WHAT IS EXPECTED: Only the stretch of the listing below that runs from the line with "point(868, 461)" through the line with "point(1083, 731)" is to be printed, exactly and with both ends.

'''

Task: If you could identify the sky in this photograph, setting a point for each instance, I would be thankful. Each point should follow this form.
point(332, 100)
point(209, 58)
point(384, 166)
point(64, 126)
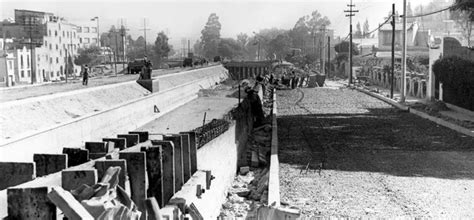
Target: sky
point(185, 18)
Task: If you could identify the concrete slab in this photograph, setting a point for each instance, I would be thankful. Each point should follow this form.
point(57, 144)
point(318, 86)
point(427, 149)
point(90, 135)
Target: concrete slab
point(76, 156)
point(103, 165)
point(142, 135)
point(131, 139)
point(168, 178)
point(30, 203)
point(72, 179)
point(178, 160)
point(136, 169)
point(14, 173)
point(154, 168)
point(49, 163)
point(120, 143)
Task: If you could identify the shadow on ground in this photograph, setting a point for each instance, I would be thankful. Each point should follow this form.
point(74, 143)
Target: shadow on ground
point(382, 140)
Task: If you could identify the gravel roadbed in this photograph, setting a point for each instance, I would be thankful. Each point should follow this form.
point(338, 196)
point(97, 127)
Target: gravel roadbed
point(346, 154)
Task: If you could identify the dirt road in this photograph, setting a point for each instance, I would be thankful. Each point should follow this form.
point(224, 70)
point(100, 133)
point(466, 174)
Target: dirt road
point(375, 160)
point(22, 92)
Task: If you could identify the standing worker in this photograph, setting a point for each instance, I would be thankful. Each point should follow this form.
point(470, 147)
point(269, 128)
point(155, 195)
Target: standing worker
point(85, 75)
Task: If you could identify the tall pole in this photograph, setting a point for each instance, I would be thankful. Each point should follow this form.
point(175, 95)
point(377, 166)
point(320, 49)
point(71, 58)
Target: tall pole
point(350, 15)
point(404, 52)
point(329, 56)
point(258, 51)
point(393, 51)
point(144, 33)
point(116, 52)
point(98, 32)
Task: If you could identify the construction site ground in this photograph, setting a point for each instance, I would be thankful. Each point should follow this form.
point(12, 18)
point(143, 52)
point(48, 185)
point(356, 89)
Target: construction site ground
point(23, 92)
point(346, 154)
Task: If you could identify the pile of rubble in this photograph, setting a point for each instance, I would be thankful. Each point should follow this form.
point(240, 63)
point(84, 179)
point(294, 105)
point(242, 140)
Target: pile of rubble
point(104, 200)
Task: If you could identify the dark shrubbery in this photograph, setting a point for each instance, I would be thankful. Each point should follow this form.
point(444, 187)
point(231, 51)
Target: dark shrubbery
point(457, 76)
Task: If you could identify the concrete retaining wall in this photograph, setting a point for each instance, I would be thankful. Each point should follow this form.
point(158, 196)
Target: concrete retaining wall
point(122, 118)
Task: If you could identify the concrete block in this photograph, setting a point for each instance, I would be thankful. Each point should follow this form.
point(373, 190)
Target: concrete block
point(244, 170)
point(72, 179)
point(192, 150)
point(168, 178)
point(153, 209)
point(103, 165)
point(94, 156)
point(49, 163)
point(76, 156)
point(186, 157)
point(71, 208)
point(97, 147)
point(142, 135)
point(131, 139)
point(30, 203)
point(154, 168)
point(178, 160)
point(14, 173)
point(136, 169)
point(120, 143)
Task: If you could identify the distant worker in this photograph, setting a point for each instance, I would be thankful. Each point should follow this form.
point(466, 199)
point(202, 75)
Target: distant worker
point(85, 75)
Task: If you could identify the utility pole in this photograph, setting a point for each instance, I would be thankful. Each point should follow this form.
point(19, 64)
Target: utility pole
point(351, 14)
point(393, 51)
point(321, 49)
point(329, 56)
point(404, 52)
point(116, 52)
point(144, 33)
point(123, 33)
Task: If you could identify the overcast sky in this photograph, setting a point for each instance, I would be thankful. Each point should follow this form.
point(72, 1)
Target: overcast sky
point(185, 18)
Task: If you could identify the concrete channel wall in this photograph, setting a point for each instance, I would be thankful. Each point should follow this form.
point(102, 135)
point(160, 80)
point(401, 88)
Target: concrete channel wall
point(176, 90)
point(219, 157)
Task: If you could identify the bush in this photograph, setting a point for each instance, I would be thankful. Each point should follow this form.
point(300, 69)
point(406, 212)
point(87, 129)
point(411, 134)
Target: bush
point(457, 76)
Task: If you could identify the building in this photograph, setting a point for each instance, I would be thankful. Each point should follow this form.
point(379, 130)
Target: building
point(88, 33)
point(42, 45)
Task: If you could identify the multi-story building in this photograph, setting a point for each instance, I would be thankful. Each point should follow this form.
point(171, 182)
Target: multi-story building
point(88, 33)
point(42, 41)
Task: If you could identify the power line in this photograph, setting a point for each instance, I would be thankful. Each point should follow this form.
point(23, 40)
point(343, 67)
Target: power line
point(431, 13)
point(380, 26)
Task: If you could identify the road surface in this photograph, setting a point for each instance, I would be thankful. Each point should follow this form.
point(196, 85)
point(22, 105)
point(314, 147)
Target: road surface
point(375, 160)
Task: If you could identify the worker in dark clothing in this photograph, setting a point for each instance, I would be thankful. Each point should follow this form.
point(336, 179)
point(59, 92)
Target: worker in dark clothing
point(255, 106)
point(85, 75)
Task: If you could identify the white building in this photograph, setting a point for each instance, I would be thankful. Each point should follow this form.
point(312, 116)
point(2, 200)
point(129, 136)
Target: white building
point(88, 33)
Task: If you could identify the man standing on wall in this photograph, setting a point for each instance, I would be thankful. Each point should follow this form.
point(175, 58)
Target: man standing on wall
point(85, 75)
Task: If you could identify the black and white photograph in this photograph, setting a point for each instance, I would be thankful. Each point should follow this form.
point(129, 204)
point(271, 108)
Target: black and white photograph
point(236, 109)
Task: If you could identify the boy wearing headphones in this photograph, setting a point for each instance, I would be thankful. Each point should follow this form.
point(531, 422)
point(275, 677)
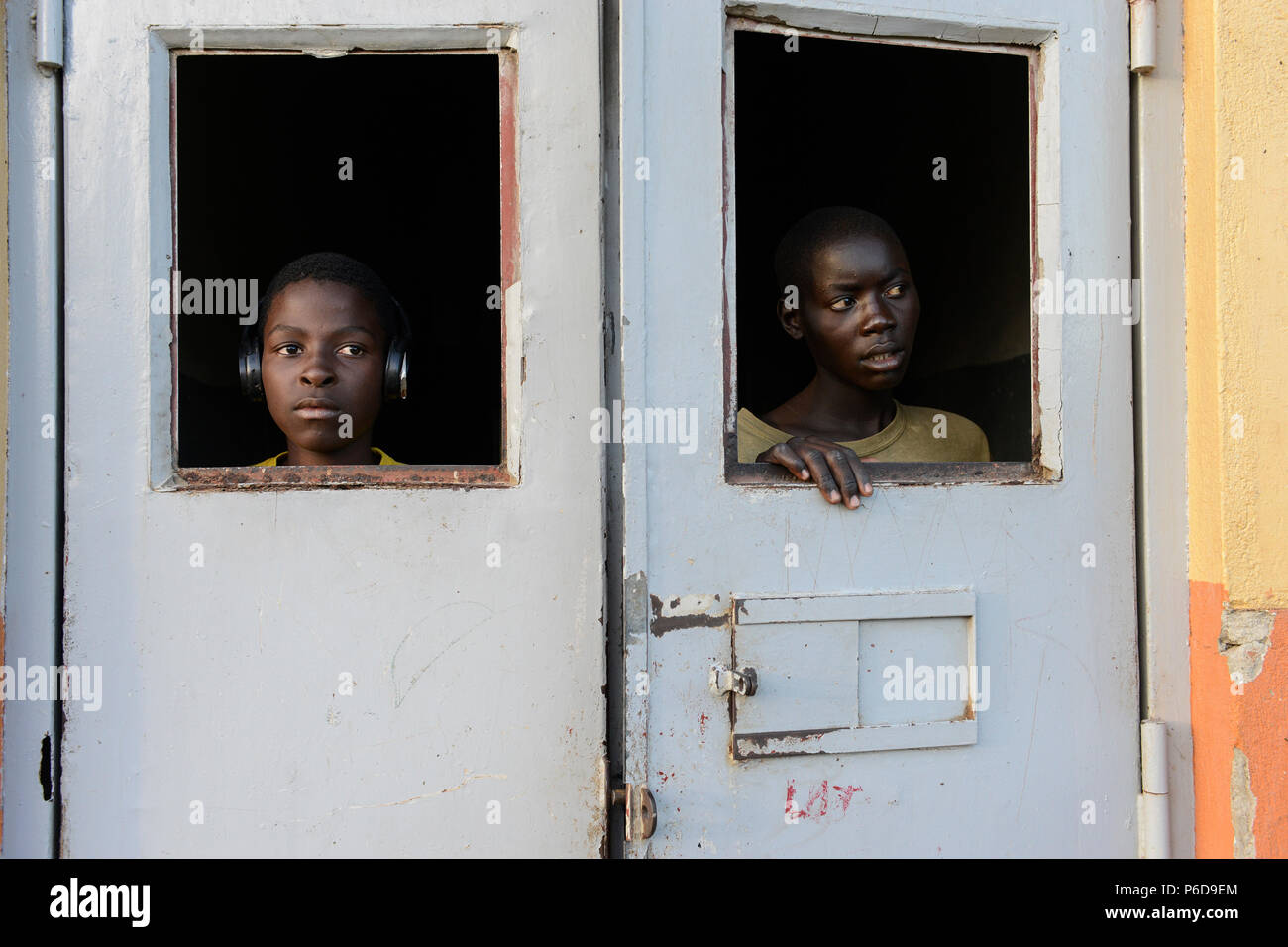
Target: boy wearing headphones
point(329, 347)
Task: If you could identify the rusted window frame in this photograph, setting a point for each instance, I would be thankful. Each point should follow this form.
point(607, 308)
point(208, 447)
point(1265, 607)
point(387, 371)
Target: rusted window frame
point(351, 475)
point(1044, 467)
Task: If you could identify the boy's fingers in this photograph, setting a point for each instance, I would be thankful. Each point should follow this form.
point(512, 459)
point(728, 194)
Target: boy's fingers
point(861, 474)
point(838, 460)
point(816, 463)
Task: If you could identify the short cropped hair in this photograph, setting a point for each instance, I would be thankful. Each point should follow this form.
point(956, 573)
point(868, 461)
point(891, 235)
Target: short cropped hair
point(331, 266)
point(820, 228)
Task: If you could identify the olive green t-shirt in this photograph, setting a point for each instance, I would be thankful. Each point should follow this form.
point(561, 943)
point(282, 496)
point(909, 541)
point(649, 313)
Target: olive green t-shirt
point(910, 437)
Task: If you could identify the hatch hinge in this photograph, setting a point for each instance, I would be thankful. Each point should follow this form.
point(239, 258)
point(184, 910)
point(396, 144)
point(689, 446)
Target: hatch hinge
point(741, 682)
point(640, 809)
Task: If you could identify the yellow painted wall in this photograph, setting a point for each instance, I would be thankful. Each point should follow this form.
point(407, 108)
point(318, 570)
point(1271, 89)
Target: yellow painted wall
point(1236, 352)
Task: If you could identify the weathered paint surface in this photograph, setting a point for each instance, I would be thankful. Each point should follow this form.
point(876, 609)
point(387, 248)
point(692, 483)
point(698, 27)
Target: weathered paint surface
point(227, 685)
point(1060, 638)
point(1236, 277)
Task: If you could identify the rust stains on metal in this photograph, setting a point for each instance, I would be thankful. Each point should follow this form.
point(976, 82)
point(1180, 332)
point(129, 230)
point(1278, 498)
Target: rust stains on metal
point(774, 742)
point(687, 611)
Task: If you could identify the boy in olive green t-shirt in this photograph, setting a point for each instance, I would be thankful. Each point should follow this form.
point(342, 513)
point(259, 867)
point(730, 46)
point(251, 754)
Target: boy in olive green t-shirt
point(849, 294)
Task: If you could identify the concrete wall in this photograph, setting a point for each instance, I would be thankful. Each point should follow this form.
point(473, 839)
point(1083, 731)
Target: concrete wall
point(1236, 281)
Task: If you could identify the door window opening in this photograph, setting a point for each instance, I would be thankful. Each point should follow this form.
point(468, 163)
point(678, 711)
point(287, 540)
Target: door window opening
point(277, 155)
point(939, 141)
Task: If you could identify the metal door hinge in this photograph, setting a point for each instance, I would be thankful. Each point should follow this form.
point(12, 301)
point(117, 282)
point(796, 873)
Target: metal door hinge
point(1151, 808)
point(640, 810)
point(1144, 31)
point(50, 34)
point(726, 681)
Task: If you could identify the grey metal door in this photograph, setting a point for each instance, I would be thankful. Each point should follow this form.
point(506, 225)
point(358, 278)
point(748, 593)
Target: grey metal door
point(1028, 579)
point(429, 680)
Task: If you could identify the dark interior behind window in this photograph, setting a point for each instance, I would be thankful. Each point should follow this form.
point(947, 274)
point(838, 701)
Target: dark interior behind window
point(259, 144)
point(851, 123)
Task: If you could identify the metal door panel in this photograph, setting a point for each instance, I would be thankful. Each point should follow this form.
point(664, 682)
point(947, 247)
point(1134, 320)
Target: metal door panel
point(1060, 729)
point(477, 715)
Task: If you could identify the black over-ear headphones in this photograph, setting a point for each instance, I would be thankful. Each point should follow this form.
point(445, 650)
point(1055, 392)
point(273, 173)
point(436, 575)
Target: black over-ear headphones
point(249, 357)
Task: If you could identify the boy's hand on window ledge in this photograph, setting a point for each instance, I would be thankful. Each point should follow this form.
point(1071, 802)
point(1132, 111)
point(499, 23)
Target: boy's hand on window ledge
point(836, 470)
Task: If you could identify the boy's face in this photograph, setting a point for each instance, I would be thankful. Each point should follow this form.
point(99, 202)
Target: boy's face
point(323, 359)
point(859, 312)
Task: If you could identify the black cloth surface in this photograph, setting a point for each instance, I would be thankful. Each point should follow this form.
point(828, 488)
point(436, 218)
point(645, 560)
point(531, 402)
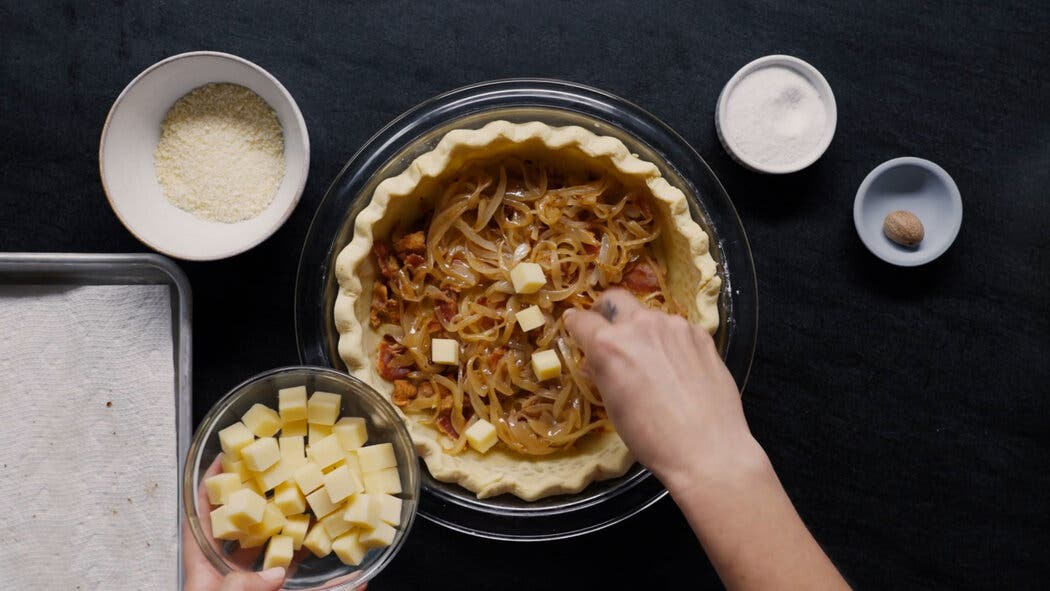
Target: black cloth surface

'''

WRITTEN ANSWER:
point(868, 461)
point(891, 235)
Target: short cropped hair
point(331, 266)
point(820, 228)
Task: If you could identify the olive green t-shirt in this photograph, setting a point for each instance, I would be thankful. Each point should follow this form.
point(561, 943)
point(282, 496)
point(909, 541)
point(649, 313)
Target: olive green t-shirt
point(910, 437)
Task: If you could identify the hatch hinge in this photograph, setting a point for each instance, I would be thankful. Each point should follow this form.
point(239, 258)
point(184, 910)
point(396, 144)
point(689, 446)
Target: hatch hinge
point(741, 682)
point(640, 809)
Task: If you could identify the yellow painted wall in this photograph, setting a point for each instance, I would be thankful. Each point should follow this form.
point(407, 108)
point(318, 570)
point(1271, 89)
Target: yellow painted wall
point(1236, 352)
Task: If you could identify the weathered paint surface in this photograph, setting a point for each instance, I would be thankful. Each point should follow this form.
point(876, 609)
point(387, 248)
point(692, 483)
point(698, 27)
Target: weathered paint surface
point(227, 685)
point(1060, 638)
point(1236, 277)
Task: If you could identify the rust stains on metal in this photograph, setting a point for each instance, I would be thankful. Each point should follow this form.
point(976, 82)
point(1180, 332)
point(129, 230)
point(1278, 498)
Target: rust stains on metal
point(774, 742)
point(687, 611)
Task: If you could identify the boy in olive green t-shirt in this photograph, setting a point for each instance, I would be thankful. Each point should follow this form.
point(342, 513)
point(259, 867)
point(730, 46)
point(251, 754)
Target: boy in olive green t-shirt
point(849, 294)
Task: If you could identify the concrete wall in this photograph, setting a point for each instance, I would be thankful. Each point should follow this form.
point(473, 839)
point(1083, 731)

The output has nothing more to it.